# [Exercise prompt]
Each entry in the listing below should be returned precisely as it is.

────────────────

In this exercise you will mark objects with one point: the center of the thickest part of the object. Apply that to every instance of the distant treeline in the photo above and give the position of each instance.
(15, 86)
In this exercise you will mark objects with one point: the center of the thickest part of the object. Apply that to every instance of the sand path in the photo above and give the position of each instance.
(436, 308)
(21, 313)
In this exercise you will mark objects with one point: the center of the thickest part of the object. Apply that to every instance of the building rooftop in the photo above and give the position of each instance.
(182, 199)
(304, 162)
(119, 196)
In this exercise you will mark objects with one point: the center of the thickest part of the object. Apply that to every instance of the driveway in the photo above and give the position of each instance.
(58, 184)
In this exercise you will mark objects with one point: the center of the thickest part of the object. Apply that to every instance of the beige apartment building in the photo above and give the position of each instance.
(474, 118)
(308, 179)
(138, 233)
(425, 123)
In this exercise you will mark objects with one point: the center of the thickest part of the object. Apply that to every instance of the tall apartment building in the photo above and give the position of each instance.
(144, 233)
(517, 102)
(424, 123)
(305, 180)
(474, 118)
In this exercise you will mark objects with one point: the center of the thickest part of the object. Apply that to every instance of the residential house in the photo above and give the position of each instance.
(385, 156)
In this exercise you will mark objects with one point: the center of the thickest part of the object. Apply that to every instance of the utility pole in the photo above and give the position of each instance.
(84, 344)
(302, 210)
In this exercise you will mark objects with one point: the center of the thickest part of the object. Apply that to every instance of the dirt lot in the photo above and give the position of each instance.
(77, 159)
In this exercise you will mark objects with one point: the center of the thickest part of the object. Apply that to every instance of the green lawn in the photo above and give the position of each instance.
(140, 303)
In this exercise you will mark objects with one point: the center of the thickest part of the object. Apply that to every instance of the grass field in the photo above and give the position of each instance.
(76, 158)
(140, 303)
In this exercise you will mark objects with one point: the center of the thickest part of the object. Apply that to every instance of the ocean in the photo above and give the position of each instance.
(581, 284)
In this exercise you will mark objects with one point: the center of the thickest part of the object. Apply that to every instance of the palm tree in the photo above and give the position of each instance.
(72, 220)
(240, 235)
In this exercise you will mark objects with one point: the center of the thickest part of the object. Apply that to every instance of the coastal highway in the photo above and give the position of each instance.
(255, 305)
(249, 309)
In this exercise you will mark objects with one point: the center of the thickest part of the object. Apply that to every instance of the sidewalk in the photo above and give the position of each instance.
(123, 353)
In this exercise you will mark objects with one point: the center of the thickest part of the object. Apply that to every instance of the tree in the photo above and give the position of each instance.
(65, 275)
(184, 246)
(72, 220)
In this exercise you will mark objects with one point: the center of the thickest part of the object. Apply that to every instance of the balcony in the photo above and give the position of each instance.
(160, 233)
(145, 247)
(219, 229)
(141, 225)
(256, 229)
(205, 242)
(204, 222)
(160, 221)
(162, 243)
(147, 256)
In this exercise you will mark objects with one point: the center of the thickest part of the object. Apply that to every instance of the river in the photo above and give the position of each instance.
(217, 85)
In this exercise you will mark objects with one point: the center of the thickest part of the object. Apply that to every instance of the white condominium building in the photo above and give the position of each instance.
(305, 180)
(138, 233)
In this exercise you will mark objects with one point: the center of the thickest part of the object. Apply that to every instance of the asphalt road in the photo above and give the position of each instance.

────────────────

# [Result of the task]
In this exercise you will mark objects with one point: the center of the thickest part of the object. Apply that to every instance of the distant treeline in the photo above and give the position of each instance.
(15, 86)
In this exercise you will mark objects with one point: the center of the thickest part of the object. Apply that to every instance of the sand path in the photo above and give the position of each instance.
(436, 308)
(21, 313)
In this exercise you will mark objects with one point: the center of the thickest part of the object. Apply that to every instance of the building rooftop in the photo above and give the position of each instance.
(182, 199)
(304, 162)
(119, 196)
In this exercise you will mark objects with one point: the center of the thickest part of the object. Apply that to every instance of the driveway in the photo above and give the position of each instance.
(58, 184)
In this exercise you will mark objects with one point: the center of the thickest part of the object. Apply that to every instance of the beige apartment building in the photo above and give the position of each instance.
(474, 118)
(308, 179)
(138, 233)
(425, 123)
In this exercise you will mark objects with one point: the center of the thickest part of the object. Apply that to every instance of the tall apartment building in the photo above and give the position of each instance.
(144, 233)
(517, 102)
(424, 123)
(305, 180)
(474, 118)
In this exercise you will mark objects with one point: the center of the thickest part of the object. Apply that to every instance of the residential house in the photo above and give the position of each instance.
(385, 156)
In this exercise you will mark objects with one point: the center of the thickest part of the object. Apply that to every instance of the utility pole in the photo above and give the position of each instance.
(84, 344)
(302, 210)
In this exercise you will mark objects with one point: the center of the thickest part of the object. Apply that to every instance of the dirt lot in the photo above and give the position of each instance.
(77, 159)
In this exercise you will mark objects with one point: the center of the thickest part of the object. Apply that to every instance of the green lawn in the photo above and give the position of each instance.
(140, 303)
In this exercise you will mark objects with one point: the center of the thickest part of the object. Apply that to every instance of the grass field in the photo above and give the position of each instance.
(76, 158)
(140, 303)
In this exercise you will mark objects with one point: the center of the thickest part of the object. Apply that to every instance of the ocean in the photo above and give the position of each instance.
(581, 284)
In this exercise you will mark objects with one point: the center of the thickest part of the object. Apply that to every instance of the palm tree in the photo above and give the position of each instance.
(72, 220)
(240, 235)
In this exercise you will mark objects with one point: the center of the thickest part of the object. Apply that to every instance of the coastal highway in the photo above and give the position of each instance.
(255, 305)
(249, 309)
In this exercise you will mark objects with one point: the center of the thickest part of the object. Apply that to every instance of the sidewalk in the photo above and give the position of each instance.
(123, 353)
In this exercise you will mark objects with one point: the center of the thickest part of the object. Apply that to every instance of the tree in the photo above and give the position of each instance.
(65, 275)
(184, 246)
(72, 220)
In this exercise you will mark objects with one point: the center of the thickest part of the object. Apply that to every instance of the balcony in the photo above and give the position of each instance.
(160, 233)
(145, 247)
(219, 229)
(141, 225)
(256, 229)
(205, 242)
(204, 222)
(160, 221)
(162, 243)
(147, 256)
In this exercise you will mark objects with one point: the center of the thickest part of the object. Apply that to every instance of the river in the photo above and give the position of each instance.
(217, 85)
In this exercise you will mark objects with one point: the center of the thickest part of the object. Apply that to every instance of the white condominium building in the photo above and give the position of each instance.
(305, 180)
(138, 233)
In this exercise you will mark objects with one point: the center of the thickest part of the object. Apply that to every instance of the asphalt road in the photo above and give the position of each instance.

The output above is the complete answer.